GIVEN TEXT:
Saab’s suit references one mailer whose cover says, “FOR MOST OF US, COVID WAS A CRISIS. But Federal Prosecutors Say That For Sid Saab’s Business, It Was an Opportunity — TO RIP OFF TAXPAYERS.”
That’s a reference to a federal indictment this spring of a physician named Ron Elfenbein, who ran the COVID-19 testing clinic at BWI Thurgood Marshall Airport and other sites around the state. He has been accused by federal authorities of overbilling Medicare and other insurers by more than $1.5 million.
Although Saab was not indicted and has not been publicly targeted by federal law enforcement authorities, he is the founder of the company, Drs ERgent Care, that Elfenbein headed at the time of his indictment and still appears to have a financial stake in the company. For a time after the company was launched in 2015, Saab was listed on state documents as the registered agent for the company, which listed the lawmaker’s home address as its “principal office,” according to media accounts.
Elfenbein is scheduled to go to trial in U.S. District Court in Baltimore in January, according to federal documents.
“THE ALLEGATIONS ARE SHOCKING” the Democratic mailer also says, adding that Saab “stood to profit” from the alleged scheme.
But in his lawsuit, Saab says the implications that he was involved “are categorically false,” and that the mailer was “an effort to tarnish the reputation of the Plaintiff in the eyes of the voting public.”

(Dataset entries)
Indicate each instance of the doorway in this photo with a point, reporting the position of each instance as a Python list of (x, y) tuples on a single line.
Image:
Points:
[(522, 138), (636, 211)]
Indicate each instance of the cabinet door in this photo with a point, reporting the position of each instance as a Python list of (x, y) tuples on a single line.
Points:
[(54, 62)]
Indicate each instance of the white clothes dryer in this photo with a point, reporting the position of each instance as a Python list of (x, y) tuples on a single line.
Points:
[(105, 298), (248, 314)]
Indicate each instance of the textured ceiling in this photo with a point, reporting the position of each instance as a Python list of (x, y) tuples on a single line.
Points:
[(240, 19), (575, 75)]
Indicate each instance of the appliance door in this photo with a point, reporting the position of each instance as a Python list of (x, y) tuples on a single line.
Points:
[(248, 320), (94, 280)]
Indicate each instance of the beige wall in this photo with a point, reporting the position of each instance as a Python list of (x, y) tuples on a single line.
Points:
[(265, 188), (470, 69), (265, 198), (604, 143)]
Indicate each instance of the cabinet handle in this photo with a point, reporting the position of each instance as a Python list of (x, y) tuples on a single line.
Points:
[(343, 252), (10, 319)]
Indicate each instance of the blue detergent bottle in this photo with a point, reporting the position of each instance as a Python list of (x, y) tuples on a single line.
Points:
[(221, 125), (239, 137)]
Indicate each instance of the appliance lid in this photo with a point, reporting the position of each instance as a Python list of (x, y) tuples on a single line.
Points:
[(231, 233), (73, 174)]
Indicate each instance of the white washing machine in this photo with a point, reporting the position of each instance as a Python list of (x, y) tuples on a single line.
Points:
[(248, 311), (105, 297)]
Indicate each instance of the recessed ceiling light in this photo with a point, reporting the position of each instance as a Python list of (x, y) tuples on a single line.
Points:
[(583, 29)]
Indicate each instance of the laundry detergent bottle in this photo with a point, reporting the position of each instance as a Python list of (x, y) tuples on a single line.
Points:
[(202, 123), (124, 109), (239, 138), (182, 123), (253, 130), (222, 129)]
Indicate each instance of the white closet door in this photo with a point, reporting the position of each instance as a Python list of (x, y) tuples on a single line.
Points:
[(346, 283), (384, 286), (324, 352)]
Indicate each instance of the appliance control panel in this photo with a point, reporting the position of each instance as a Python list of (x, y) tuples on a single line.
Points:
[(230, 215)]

WHAT THIS EXERCISE ASKS:
1 – According to the passage on Saab's lawsuit, by how much is Ron Elfenbein accused of overbilling Medicare and other insurers?
2 – Decide whether each statement agrees with the passage on Saab's lawsuit: (a) Saab was indicted along with Elfenbein. (b) Elfenbein is set to stand trial in Baltimore in January. (c) Drs ERgent Care was launched in 2015.
3 – Pick up the passage on Saab's lawsuit after its final sentence and carry it forward.

ANSWERS PROVIDED:
1 – More than $1.5 million.

2 –
(a) No: "Saab was not indicted and has not been publicly targeted by federal law enforcement authorities."
(b) Yes: "Elfenbein is scheduled to go to trial in U.S. District Court in Baltimore in January."
(c) Yes: "after the company was launched in 2015."

3 –
Saab’s suit also targets a Democratic mailer that carries information about a federal lawsuit a former employee at a gym Saab co-owns filed against the company. The mailer is meant to look like a dossier; the cover says, “Read the File On Allegations Of Sexual Abuse at Sid Saab’s Company.” Inside, the mailer carries excerpts from the suit the ex-employee filed against the company in 2021, alleging she was fired after she reported ongoing sexual harassment by a co-worker.
The gym, in Severna Park, is co-owned by Saab and Del. Brian Chisholm (R-Anne Arundel). On Sept. 30, a federal judge denied a motion by the lawmakers’ attorneys, who include House Minority Leader Jason Buckel (R-Allegany), for summary judgment, which means the former employee’s lawsuit is still pending.
In his defamation lawsuit against Gile and her campaign, Saab maintains that the mailers falsely claim that Saab fired the ex-employee in retaliation for her decision to report her co-worker’s sexual harassment. And the suit alleges that photos of Saab on the mailers have been darkened, “making him appear to be a sinister, unethical minority.”
Saab’s suit maintains that because this information was disseminated in mailers and on the Internet, “the character and reputation of Plaintiff were harmed, his standing and reputation in the community were impaired, and he suffered mental anguish and personal humiliation.”
In his suit, Saab is seeking $1 million in compensatory damages and another $1 million in punitive damages. Saab’s attorney in the legal matter is C. Edward Middlebrooks, a Republican who served on the Anne Arundel County Council and state Senate in the 1990’s and returned to serve on the council again from 2002 to 2010.
In the statement her campaign provided to Maryland Matters, Gile did not directly respond to Saab’s allegations. But she did imply, as have other Democrats, that Saab’s allegations amounted to an act of desperation.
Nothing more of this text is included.